____ Excerpt

MOUNT Etna erupted a year after Saint Agatha’s death on 251 AD. The people of Catania, Sicily, were spared from torrents of burning sulphur and stones through her intercession.
The people took her veil from her tomb and carried it in a procession, according to Rev. Alban Butler in The Lives of The Fathers, Martyrs and Other Principal Saints.
The people “stood defiantly in the path of the oncoming lava praying” for her intercession. Miraculously, the lava “altered its course at the last minute,” narrates Malcolm Day in A Treasury of Saints, sparing the inhabitants from death and destruction. The failed invasion of the Turks in Malta in 1551 was also attributed to her. Her relics were distributed in many places as patroness of the island.
Honored in the Cannon of the Mass
Agatha, whose name means good woman in Greek, is one of the seven women, together with The Blessed Virgin Mary, who is honored in the Eucharistic Prayer in the Canon of the Mass. Born of a rich and illustrious family in 231, she was consecrated to God at an early age.
Quintianus, a Roman consul, desired her immensely, but she rejected his amorous offers.
Wikipedia records her refuge to Malta with friends during Emperor Decius persecution of Christians in 249 to 251. Historians believe that she spent her days in Rabat, inside a rock-hewn crypt praying and teaching Christian faith to children.
When she returned to Catania, Quintianus had her arrested, because to be a Christian was considered an offense. She was assigned to be with Aphrodisia, a wicked woman with six prostitute daughters.
Agatha prayed to preserve her purity. After a month she was released, but before Quintianus and the judge, she pledged her loyalty to God.
Offended, the judge sent her to prison. Arraigned at a tribunal, again she reiterated that “Jesus Christ was her life and salvation.” She was sentenced with being burned at the stake but an earthquake saved her so she was sent to prison, where her room was filled with light. Saint Peter the Apostle appeared and healed her wounds, narrates J.R. Stracke in Saint Agatha of Sicily.

________
____ Data for review

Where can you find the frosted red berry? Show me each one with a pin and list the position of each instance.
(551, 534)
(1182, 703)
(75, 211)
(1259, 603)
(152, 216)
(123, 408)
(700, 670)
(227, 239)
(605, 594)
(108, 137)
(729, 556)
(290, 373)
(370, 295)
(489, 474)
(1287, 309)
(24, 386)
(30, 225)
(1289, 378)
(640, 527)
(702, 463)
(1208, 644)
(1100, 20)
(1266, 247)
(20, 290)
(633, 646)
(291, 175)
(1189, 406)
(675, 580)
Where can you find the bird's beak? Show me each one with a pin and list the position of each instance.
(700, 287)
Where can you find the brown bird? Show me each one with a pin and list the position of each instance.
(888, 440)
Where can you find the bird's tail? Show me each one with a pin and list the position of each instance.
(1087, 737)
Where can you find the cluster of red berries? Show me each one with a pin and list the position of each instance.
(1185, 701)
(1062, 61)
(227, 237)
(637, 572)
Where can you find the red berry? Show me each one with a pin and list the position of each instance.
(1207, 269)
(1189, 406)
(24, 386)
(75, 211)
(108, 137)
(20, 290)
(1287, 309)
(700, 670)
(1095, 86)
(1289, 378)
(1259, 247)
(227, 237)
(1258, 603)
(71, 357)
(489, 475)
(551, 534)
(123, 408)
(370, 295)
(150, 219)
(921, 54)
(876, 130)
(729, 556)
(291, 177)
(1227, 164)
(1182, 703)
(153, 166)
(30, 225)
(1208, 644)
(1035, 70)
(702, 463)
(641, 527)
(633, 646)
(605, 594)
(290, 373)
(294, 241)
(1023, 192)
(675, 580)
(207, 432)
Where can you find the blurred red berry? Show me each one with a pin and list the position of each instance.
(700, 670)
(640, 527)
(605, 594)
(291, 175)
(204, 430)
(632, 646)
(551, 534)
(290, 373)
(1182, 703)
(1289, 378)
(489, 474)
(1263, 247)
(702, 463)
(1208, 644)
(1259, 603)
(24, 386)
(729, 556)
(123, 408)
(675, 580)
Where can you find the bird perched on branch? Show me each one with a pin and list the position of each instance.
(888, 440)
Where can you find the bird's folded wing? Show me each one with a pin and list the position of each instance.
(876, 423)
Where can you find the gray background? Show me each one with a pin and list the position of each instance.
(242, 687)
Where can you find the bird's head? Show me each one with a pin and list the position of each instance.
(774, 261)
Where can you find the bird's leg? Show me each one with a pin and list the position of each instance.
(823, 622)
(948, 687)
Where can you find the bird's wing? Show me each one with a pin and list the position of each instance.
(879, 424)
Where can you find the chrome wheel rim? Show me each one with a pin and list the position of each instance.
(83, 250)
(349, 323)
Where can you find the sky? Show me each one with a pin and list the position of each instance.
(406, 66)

________

Exercise 1:
Reproduce the stretch of the Saint Agatha piece from "Quintianus, a Roman" through "six prostitute daughters.".
Exercise 2:
Name every book the Saint Agatha piece cites, with the author given for each.
Exercise 3:
In the Saint Agatha piece, turn the paragraph beginning "The people “stood defiantly" into a short bulleted list that keeps its main facts.

Answer 1:
Quintianus, a Roman consul, desired her immensely, but she rejected his amorous offers.
Wikipedia records her refuge to Malta with friends during Emperor Decius persecution of Christians in 249 to 251. Historians believe that she spent her days in Rabat, inside a rock-hewn crypt praying and teaching Christian faith to children.
When she returned to Catania, Quintianus had her arrested, because to be a Christian was considered an offense. She was assigned to be with Aphrodisia, a wicked woman with six prostitute daughters.

Answer 2:
- The Lives of The Fathers, Martyrs and Other Principal Saints, by Rev. Alban Butler
- A Treasury of Saints, by Malcolm Day
- Saint Agatha of Sicily, by J.R. Stracke

Answer 3:
- The people stood in the path of the oncoming lava, praying for her intercession.
- Malcolm Day, in A Treasury of Saints, says the lava changed course at the last minute and spared the inhabitants from death and destruction.
- The failed Turkish invasion of Malta in 1551 was also attributed to her.
- Her relics were distributed in many places as patroness of the island.